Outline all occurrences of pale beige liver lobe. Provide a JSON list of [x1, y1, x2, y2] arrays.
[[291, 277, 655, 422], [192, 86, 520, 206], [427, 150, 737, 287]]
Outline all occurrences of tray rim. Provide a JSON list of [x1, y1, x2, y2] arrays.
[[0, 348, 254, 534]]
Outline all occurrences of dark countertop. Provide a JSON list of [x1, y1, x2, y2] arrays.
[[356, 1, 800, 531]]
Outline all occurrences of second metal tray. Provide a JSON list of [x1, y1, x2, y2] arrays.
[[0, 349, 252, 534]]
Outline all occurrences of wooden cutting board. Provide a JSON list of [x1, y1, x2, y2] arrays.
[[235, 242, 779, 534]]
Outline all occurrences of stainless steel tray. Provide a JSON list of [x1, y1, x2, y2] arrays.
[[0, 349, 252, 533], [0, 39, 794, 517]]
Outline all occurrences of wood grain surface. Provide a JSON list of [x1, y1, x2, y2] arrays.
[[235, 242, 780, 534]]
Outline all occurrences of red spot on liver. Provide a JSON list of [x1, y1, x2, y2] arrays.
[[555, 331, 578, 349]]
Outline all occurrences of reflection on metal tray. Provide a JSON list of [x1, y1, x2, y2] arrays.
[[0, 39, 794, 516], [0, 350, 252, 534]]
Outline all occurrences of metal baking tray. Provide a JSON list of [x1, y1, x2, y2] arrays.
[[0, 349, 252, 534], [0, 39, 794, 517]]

******************************

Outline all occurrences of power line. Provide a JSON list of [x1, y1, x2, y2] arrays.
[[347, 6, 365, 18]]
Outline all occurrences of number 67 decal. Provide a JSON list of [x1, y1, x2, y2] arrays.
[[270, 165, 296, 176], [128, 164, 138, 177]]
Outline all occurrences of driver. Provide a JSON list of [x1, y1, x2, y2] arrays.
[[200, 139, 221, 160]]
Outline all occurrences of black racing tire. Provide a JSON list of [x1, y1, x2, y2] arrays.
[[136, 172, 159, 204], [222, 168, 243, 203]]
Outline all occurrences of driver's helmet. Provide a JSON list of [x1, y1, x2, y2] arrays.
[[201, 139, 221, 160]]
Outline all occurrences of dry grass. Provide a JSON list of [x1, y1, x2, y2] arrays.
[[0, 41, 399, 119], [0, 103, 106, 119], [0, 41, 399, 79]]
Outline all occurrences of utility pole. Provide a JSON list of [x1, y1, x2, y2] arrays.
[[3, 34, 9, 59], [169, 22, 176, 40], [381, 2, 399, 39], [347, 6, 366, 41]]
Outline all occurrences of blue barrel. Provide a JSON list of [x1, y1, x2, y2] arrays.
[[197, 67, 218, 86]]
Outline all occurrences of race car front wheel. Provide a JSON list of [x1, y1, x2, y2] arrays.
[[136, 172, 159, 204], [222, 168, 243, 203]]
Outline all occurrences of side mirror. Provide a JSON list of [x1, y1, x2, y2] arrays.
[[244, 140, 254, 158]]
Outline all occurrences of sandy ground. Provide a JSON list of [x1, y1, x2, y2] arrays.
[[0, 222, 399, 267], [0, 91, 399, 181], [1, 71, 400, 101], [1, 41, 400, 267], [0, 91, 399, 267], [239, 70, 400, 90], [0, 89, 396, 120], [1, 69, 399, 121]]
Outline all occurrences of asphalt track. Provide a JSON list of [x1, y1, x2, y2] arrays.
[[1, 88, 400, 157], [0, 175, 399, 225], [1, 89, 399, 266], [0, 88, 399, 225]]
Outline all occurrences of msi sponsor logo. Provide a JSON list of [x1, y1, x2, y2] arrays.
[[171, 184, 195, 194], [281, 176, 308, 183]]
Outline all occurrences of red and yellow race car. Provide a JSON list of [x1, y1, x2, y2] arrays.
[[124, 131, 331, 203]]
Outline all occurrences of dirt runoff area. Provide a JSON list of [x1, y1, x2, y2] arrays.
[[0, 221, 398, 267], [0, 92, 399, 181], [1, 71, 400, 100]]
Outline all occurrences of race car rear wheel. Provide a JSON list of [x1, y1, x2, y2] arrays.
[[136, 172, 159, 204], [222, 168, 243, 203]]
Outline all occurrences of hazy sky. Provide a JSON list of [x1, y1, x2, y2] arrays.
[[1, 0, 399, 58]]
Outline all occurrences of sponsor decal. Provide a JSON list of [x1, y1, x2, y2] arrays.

******************************

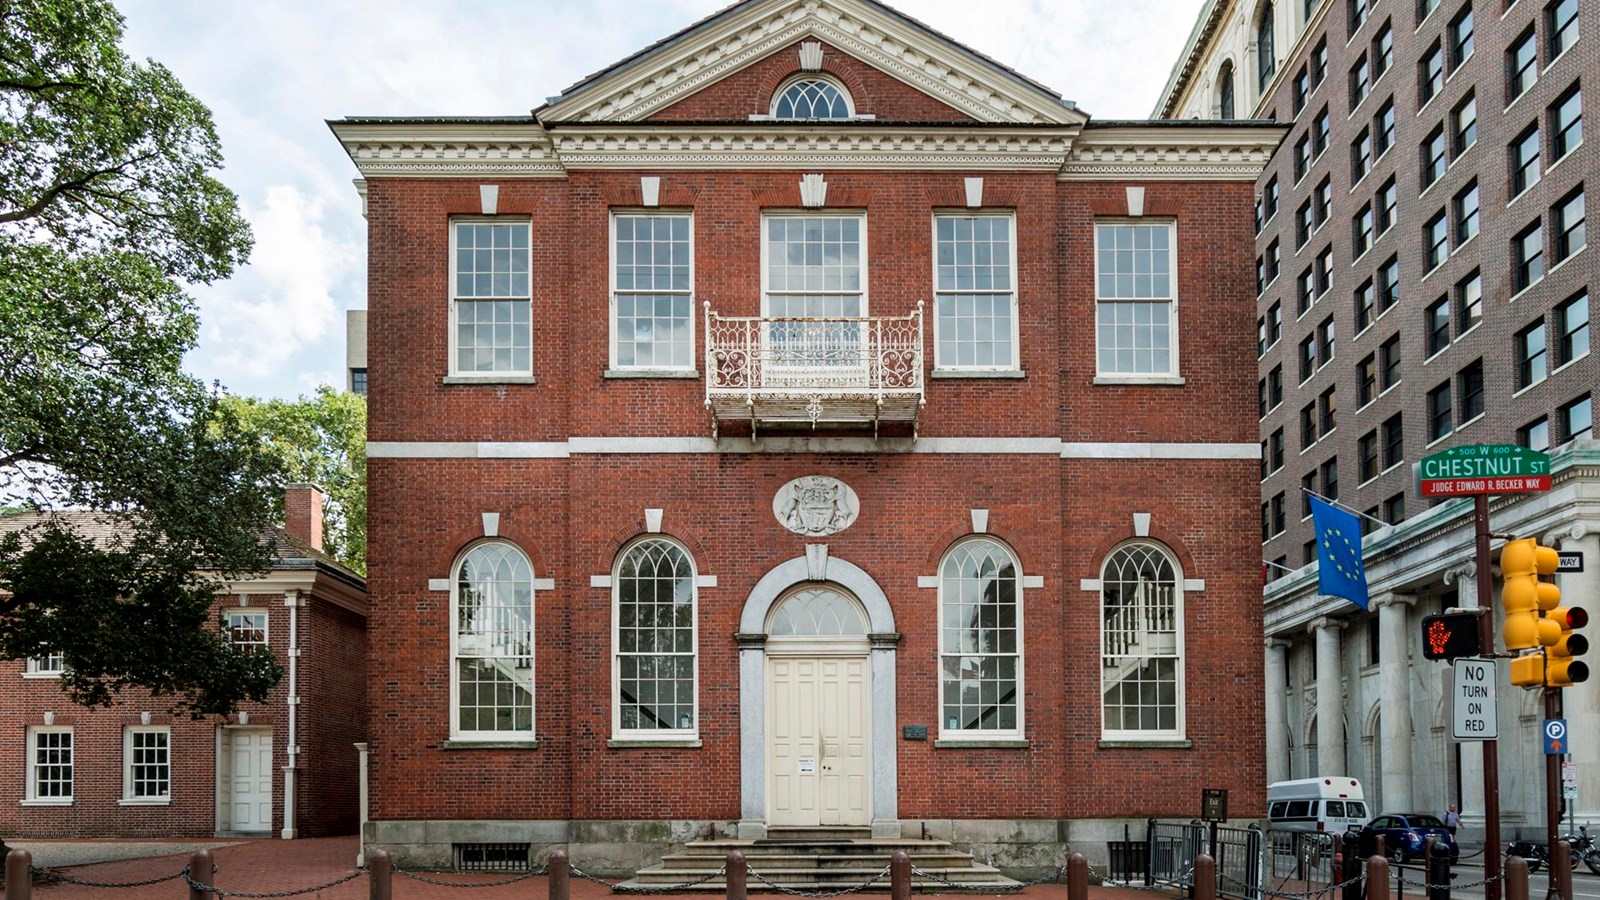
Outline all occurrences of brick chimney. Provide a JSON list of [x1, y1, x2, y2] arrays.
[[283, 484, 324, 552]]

******************************

- EXERCISE AIM
From the line that has "Outline all occurrences of hazy" through the line that has "Outline all occurrences of sponsor", copy every line exactly as it appears above, and leave out all others.

- ANSWER BOX
Outline all occurrences of hazy sky. Provide a JSON list of [x1, y1, x2, y2] arrays.
[[1, 0, 399, 58]]
Outline all occurrences of sponsor decal. Provide a JSON list of [x1, y1, x2, y2] arrays.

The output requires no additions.